**YOUR TASKS**.
a: Summarize the passage on Suiseki stones in two sentences.
b: Extend the passage on Suiseki stones, picking up right after its final sentence.

**DOCUMENT PASSAGE**.
○ ○ ○
Stone Spirit #122 Northstar Gallery
Today I received Manette Gerstle book Beyond Suiseki. The book presents a set of exquisite examples of Suiseki stone art. Suiseki are small naturally occurring rocks which are appreciated for their aesthetic or decorative value. They are similar to Chinese scholar's rocks. They may also be referred to a Spirit Stones, Viewing Stones or Gongshi.
To access the Northstar Gallery Stone Spirit #122 image click here
Chinese scholars' rocks, referred to as Gongshi, influenced the development of Suiseki in Japan. The history of Suiseki begins during the reign of Empress Suikowhere when small stone objects were brought to Japan as gifts from the Chinese Imperial court.
Suiseki stones are found in nature; they are usually expressive stones that have an exquisite shape, color and or texture. There is often a distinction made between landscape and object stones. The former reflects landscapes such as mountains, lakes or rivers, while the second resembles animals, human forms or sculptures.
The stones are typically found in rivers, caves, oceans and karst areas. They are usually not reshaped, however the cutting of stones to form a flat base is usually permitted.
The classification and quality of Suiseki considers; shape, markings, form, texture and subtlety of color.
The following image from the Northstar Gallery is of a Sikhote meteorite from Russia. This artist suggests that it expresses many of the elements found within the Suiseki art form.
Sikhote-Alin Meteorite Russia Northstar Gallery
In the eighth century in China, paintings of fantastic rocks began to appear in a manner where elegant rock specimens, were frequently combined with an ornamental tree or flower suggesting a garden setting.
By the seventeenth century, the aesthetic ideals of painting and scholars' rocks were almost indistinguishable. Assemblages of fantastic rocks in a garden, often arrayed in front of a white wall, might be inspired by compositional formulas developed in painted landscapes; conversely, the texturing and fantastic forms of painted landscapes often resembled those of scholars' rocks more than actual scenery. The passion for fantastic rocks culminated at this time with numerous "portraits" of actual and imagined specimens.
With the rise of monumental landscape painting in the tenth and eleventh centuries, artists created images of mountains that recalled twisting plumes of smoke, upthrust spearheads, cumulo-nimbus clouds, or the triangular form of the ancient pictograph for mountain. These form-types were not only presented in later landscape paintings, but also influenced scholars' taste in rocks. Scholars' rocks would frequently reflect the landscape formations depicted in the paintings.
The question arises, is it possible that fine art photography can be a contemporary expression of Suiseki and or spirit stones?
Robert D. Mowry, Harvard Art Museum’s Curator Emeritus, describes scholars' rocks as favored stones that the Chinese literati displayed in the rarefied atmosphere of their studios’. The Chinese scholar drew inspiration from the natural world; he did not go out into nature to paint or compose poetry, explains Christie’s specialist Pola Antebi. Rather, he worked within the seclusion of his studio and used these ‘representations of mountains’ as inspiration for his work.
○ ○ ○
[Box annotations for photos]
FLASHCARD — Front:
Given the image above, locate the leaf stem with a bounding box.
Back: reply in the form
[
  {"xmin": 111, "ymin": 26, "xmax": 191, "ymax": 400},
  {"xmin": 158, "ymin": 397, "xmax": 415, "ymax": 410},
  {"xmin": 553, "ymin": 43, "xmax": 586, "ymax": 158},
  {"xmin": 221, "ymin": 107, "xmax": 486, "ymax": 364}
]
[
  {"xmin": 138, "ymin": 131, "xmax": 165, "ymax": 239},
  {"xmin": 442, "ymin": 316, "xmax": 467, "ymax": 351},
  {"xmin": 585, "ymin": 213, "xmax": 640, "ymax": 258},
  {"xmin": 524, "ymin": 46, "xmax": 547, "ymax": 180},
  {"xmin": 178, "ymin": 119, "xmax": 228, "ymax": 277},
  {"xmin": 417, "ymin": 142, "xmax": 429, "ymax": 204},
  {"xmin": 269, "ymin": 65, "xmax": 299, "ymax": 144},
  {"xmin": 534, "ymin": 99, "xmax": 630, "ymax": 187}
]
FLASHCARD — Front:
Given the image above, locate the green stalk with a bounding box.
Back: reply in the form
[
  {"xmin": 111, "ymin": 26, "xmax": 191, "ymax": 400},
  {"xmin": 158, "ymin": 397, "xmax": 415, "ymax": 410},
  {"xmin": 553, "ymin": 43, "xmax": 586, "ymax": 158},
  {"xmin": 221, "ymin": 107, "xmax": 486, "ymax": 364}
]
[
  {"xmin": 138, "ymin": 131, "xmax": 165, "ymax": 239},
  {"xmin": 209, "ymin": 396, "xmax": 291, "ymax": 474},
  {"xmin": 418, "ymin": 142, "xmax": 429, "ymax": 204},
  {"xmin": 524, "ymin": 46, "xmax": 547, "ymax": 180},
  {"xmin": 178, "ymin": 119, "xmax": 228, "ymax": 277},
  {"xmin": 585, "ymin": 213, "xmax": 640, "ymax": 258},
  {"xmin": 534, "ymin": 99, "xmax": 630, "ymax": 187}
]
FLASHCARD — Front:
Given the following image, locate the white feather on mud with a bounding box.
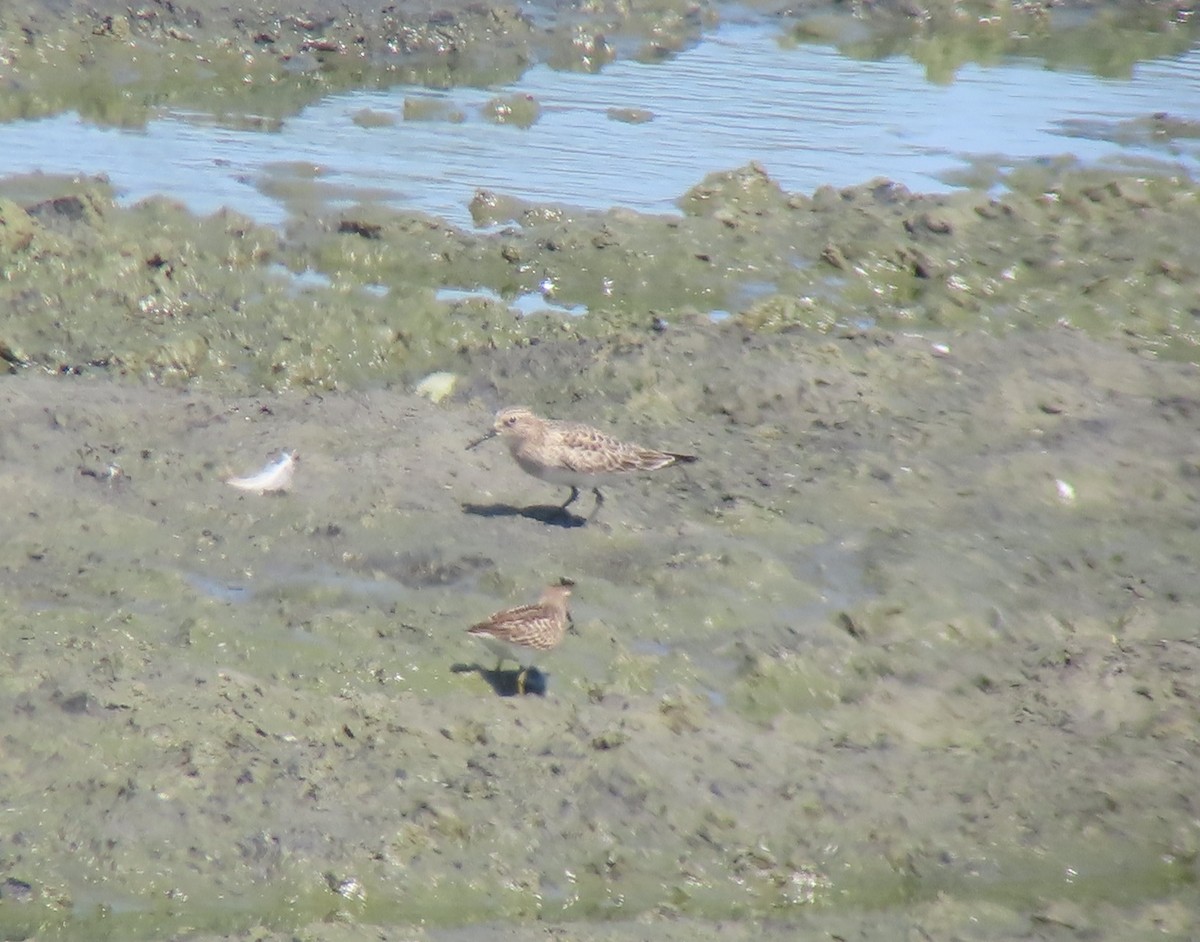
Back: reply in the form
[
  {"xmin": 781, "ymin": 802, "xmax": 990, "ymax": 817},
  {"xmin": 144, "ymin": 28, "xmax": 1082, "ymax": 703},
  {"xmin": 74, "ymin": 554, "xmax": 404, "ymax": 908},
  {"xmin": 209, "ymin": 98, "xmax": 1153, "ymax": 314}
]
[{"xmin": 226, "ymin": 451, "xmax": 299, "ymax": 494}]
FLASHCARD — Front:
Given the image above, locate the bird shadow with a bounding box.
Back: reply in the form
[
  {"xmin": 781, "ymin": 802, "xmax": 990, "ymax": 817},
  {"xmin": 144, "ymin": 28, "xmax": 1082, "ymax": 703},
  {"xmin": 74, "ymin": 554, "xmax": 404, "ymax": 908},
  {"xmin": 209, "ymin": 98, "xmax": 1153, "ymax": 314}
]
[
  {"xmin": 462, "ymin": 504, "xmax": 588, "ymax": 529},
  {"xmin": 450, "ymin": 664, "xmax": 550, "ymax": 697}
]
○ ○ ○
**SOLVED PROBLEMS**.
a: Suiseki are small, naturally occurring stones valued for their aesthetic qualities; they developed in Japan under the influence of Chinese scholars' rocks, or Gongshi, and are usually left unshaped apart from a cut flat base. The passage also traces how Chinese painting and scholars' rocks shaped each other's aesthetics from the eighth century onward, and it asks whether fine art photography could be a contemporary expression of Suiseki.

b:
“It is not a silly thing at all to enjoy a stone in a tray. I see the whole world in a tiny stone. Some objects in this world are huge, and others are small, and they come in all shapes, but they are not that different when you look at their essence”.
Rivera, Felix G. (1997). Suiseki: The Japanese Art of Miniature Landscape Stones, p. 40, citing The History of Suiseki in Japan (日本愛石史, Nihon aisekishi).
"Like a landscape painting, the rock represented a microcosm of the universe on which the scholar could look for inspiration," says Mowry., ‘Although most scholar’s rocks suggest mountain landscapes, these abstract forms may recall a variety of images, such as dragons, phoenixes, blossoming plants and even human figures.
A few of the mountainscapes may recall specific peaks but most represent imaginary mountains such as the isles of the immortals believed to rise in the eastern sea. However, more than anything it was the abstract qualities that appealed to the Chinese literati, an idea that resonates with the modern collector who will see parallels with the avant-garde forms of Brancusi, Moore and Giacometti.
Jonathan M. Singer’s book Spirit Stones: The Ancient Art of the Scholar’s Rock (Abbeville Press) makes a strong case that scholars’ rocks are worth contemplating. The book presents beautiful photographs of a private collection of Spirit Stones.
While rocks in the West are usually cherished for their rarity, size, and color, “Easterners say that scholars’ stones share a telepathic connection with human souls,” writes Hu. Learning to see soulful qualities in these nonliving objects by understanding their long-running importance in Chinese culture is one of the pleasures found in Singer’s book.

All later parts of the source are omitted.